#### Given information

:::::

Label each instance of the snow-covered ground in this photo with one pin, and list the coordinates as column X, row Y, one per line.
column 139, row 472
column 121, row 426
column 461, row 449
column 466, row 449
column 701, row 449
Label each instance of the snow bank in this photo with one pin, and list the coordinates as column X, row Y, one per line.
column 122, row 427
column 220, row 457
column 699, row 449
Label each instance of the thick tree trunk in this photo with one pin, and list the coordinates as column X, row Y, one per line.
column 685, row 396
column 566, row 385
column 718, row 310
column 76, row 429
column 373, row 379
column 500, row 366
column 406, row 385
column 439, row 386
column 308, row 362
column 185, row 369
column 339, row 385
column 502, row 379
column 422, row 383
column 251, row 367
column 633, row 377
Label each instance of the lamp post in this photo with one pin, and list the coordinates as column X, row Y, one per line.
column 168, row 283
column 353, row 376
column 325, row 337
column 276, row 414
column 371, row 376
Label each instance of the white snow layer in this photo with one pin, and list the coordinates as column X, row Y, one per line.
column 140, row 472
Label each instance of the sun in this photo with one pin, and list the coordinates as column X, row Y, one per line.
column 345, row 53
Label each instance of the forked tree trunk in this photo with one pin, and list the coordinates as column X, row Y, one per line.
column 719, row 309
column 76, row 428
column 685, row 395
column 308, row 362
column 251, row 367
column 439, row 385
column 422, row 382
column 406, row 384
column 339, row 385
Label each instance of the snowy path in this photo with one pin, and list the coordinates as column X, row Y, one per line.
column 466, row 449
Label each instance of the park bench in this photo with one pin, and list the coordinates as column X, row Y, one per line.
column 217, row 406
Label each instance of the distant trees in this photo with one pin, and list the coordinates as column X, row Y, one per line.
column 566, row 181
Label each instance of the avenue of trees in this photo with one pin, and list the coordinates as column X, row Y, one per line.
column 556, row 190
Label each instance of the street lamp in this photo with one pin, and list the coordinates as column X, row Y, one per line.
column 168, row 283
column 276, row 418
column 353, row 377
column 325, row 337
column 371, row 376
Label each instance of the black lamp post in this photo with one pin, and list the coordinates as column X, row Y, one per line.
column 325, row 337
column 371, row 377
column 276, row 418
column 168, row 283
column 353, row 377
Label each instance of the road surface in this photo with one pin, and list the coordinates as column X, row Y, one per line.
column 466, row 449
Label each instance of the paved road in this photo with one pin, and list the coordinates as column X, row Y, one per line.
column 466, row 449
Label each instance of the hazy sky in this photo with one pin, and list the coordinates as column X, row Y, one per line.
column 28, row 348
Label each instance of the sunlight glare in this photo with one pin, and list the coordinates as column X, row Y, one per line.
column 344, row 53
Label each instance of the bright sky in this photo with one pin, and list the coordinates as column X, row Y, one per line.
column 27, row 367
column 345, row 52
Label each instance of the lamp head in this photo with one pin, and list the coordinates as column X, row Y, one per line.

:::::

#### Task item
Each record should be transcribed exactly as it was written.

#### Written response
Label each instance of the snow-covered ground in this photo with one pin, and list the coordinates as column X, row Y, one per line.
column 139, row 472
column 121, row 426
column 461, row 449
column 466, row 449
column 701, row 449
Label each instance of the snow bank in this photo with one pin, and list the coordinates as column X, row Y, one per line.
column 122, row 427
column 220, row 457
column 699, row 449
Label each instance of the thick tree trunk in this photo with one pin, and list the coordinates as column X, row Y, one per line.
column 685, row 396
column 566, row 385
column 718, row 310
column 76, row 429
column 373, row 379
column 500, row 366
column 406, row 385
column 439, row 386
column 308, row 362
column 185, row 369
column 339, row 385
column 502, row 379
column 422, row 383
column 251, row 367
column 633, row 377
Label each instance of the lamp post in this photo with one pin, and list the coordinates as column X, row Y, one per line.
column 168, row 283
column 353, row 376
column 325, row 337
column 276, row 414
column 371, row 376
Label each instance of the white snow layer in this photo with one pin, and list the coordinates as column X, row Y, one per line.
column 140, row 472
Label each instance of the sun in this photo with one pin, and list the coordinates as column X, row Y, one per line.
column 345, row 53
Label each instance of the forked tree trunk in this photo with one pin, and list the coordinates as column X, row Y, one per line.
column 719, row 309
column 76, row 428
column 685, row 395
column 308, row 362
column 251, row 367
column 439, row 385
column 422, row 382
column 406, row 384
column 339, row 385
Label each instance of the snowy path in this photo with one pin, and list the coordinates as column X, row Y, one per line.
column 466, row 449
Label each instance of the park bench in this photo with one pin, and list the coordinates as column X, row Y, one per line.
column 217, row 406
Label each instance of the distant trees in this photo with one pin, and list the coordinates as column X, row Y, one per line.
column 566, row 181
Label each instance of the avenue of trees in this photo with one pin, and list the coordinates as column X, row Y, one per line.
column 556, row 190
Label each instance of the street lamp in this photo with one pin, and list the coordinates as column X, row Y, one per line.
column 168, row 283
column 276, row 418
column 353, row 377
column 325, row 337
column 371, row 376
Label each instance of the black lamp post in this photo with one pin, and list the coordinates as column X, row Y, one per line.
column 325, row 337
column 371, row 377
column 276, row 418
column 168, row 283
column 353, row 377
Label each instance of the road surface in this photo with one pin, and list the coordinates as column X, row Y, one per line.
column 466, row 449
Label each instance of the paved road in this photo with one pin, and list the coordinates as column X, row Y, one per line.
column 466, row 449
Label each instance of the hazy sky in this photo with one pin, and list the coordinates as column X, row Y, one per line.
column 28, row 348
Label each instance of the sunlight glare in this photo with one pin, and list the coordinates as column X, row Y, one per line.
column 344, row 53
Label each instance of the bright sky in this photo with one pin, and list the coordinates as column X, row Y, one per line.
column 27, row 367
column 345, row 52
Label each instance of the lamp head in this photo with one pin, and list the coordinates as column X, row Y, one per line.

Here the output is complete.